- **JOBS**:
[A] In the text below about the Freda Payne album Payne & Pleasure, what date was the CD reissue released?
[B] Continue the text below about the Freda Payne album Payne & Pleasure, picking up after its final sentence.

- **EXTRACTED TEXT**:

----

Studio album by Freda Payne
- Released: 1974
- Genres: Pop, R&B
- Label: ABC/Dunhill
- Producer: McKinley Jackson

Freda Payne chronology
| Reaching Out (1973) | Payne & Pleasure (1974) | Out of Payne Comes Love (1975) |

= Payne & Pleasure =

Payne & Pleasure is Freda Payne's fifth American-released album and her first for the ABC/Dunhill label, released in 1974 (ABC owned Payne's previous label, Impulse! Records as well). The album was produced by McKinley Jackson. It consists of four songs co-written by Lamont Dozier's brother, Reginald ("Reggie"), along with three covers (the Carpenters' hit "I Won't Last a Day Without You," "The Way We Were" [from the film of the same name], and Leon Russell's "A Song for You"). The album was reissued on CD on November 17, 2009. The reissue contains a biographical essay (sourced by interviews with Freda Payne and Lamont Dozier) of Payne's life and career by A. Scott Galloway.

----

- **INFORMATION GIVEN**:

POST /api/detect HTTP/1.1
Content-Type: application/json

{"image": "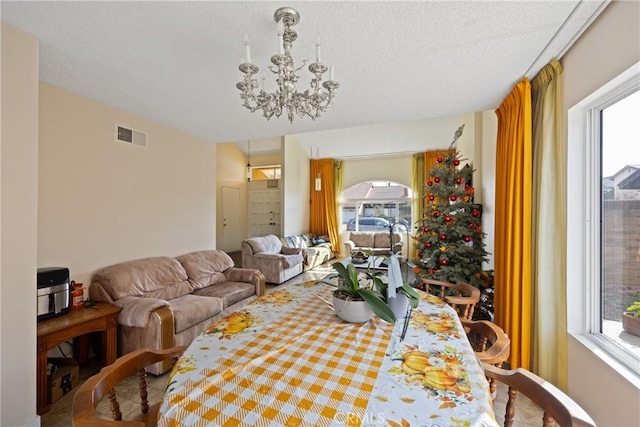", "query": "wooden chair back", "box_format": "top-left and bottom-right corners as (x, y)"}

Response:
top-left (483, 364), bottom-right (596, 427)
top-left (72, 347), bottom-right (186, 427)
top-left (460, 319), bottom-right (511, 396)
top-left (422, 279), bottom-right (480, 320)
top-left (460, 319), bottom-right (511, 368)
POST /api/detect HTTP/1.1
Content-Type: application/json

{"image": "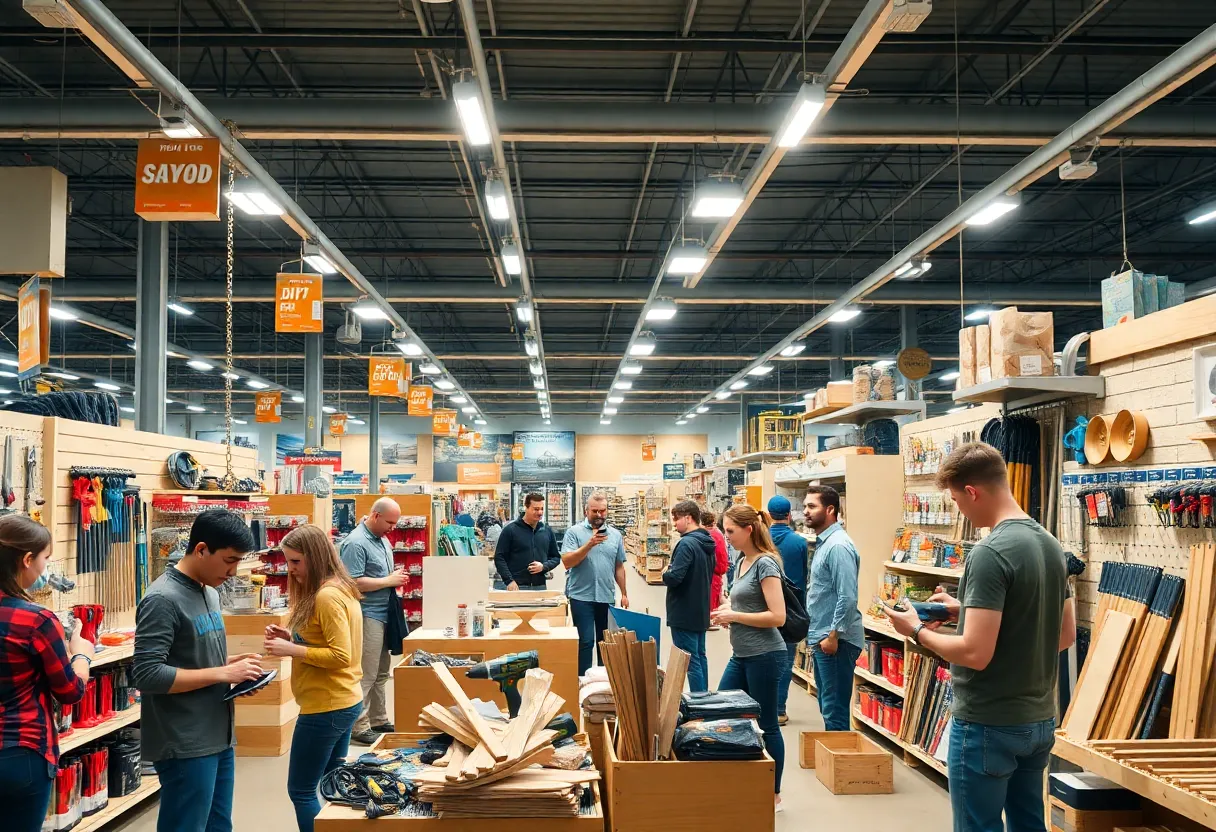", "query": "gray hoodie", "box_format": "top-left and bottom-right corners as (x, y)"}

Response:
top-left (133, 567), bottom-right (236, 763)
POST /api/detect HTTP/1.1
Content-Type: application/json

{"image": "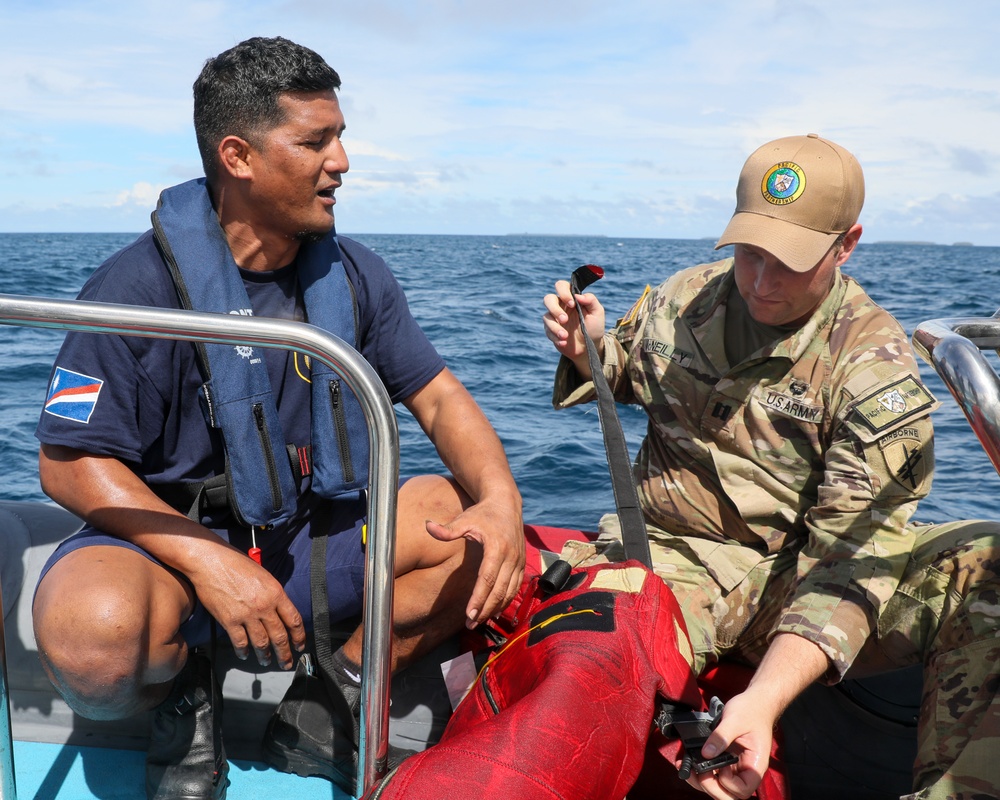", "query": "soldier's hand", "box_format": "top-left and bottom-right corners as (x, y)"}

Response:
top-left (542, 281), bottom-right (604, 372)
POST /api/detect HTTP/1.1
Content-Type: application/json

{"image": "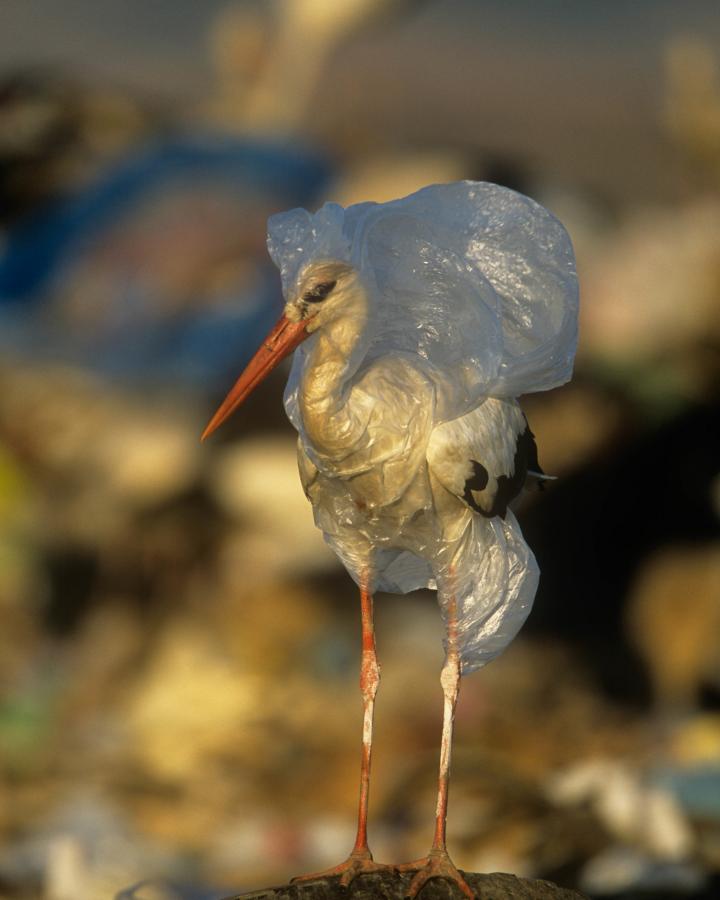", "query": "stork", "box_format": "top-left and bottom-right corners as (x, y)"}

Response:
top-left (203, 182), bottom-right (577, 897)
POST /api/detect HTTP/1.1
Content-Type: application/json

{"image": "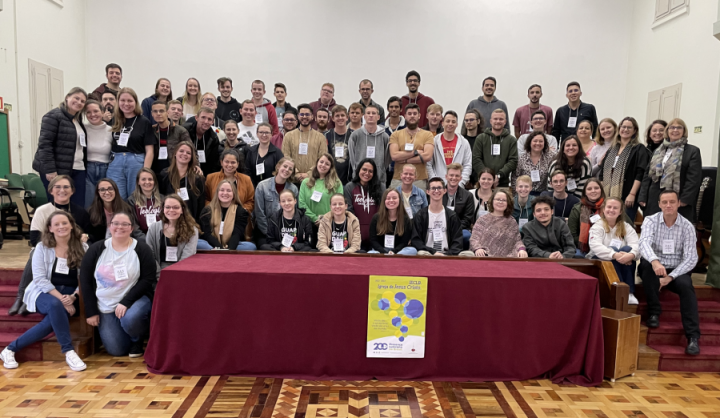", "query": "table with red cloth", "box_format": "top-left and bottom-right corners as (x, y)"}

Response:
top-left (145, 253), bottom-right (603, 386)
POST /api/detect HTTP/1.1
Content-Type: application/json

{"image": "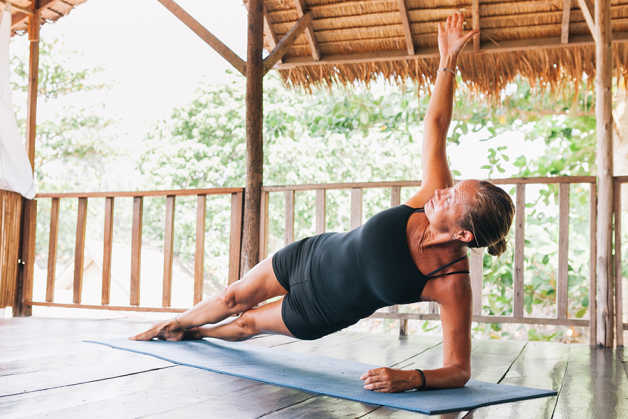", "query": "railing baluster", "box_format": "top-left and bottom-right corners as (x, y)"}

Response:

----

- **ANSWERS TO EACH TASK**:
[A] November 17, 2009

[B]
Professional ratings
Review scores
| Source | Rating |
| Allmusic | Star Half star |

==Track listing==

Side A
| No. | Title | Writer(s) | Length |
|---|---|---|---|
| 1. | "It's Yours to Have" | Reginald Dozier, McKinley Jackson | 4:15 |
| 2. | "Didn't I Tell You" | Reginald Dozier, Althea King | 3:28 |
| 3. | "I Get Carried Away" | Reginald Dozier, Althea King | 4:19 |
| 4. | "Run for Your Life" | McKinley Jackson, Barney Perkins | 3:29 |
| 5. | "Don't Wanna Be Left Out" | Reginald Dozier, McKinley Jackson | 6:32 |

Side B
| No. | Title | Writer(s) | Length |
|---|---|---|---|
| 1. | "Shadows on the Wall" | McKinley Jackson, Barney Perkins | 5:07 |
| 2. | "I Won't Last a Day Without You" | Paul Williams, Roger Nichols | 4:29 |
| 3. | "The Way We Were" | Marvin Hamlisch, Alan and Marilyn Bergman | 3:42 |
| 4. | "A Song for You" | Leon Russell | 5:52 |

==Personnel==
- Adapted from liner notes.
- Produced by: Mckinley Jackson

Musicians on "It's Yours to Have," "Didn't I Tell You," "Run for Your Life"
- Guitars: Ray Parker Jr. and Dennis Budimir
- Bass guitar: Scott Edwards
- Grand piano: Joe Sample
- Vibes: Emil Richards
- Organ: Huby Heard
- WHP Wahguitar: Melvin "Wah-Wah" Ragin
- Drums: Kenny "Spike" Rice

Musicians on "A Song for You," "Shadows on the Wall"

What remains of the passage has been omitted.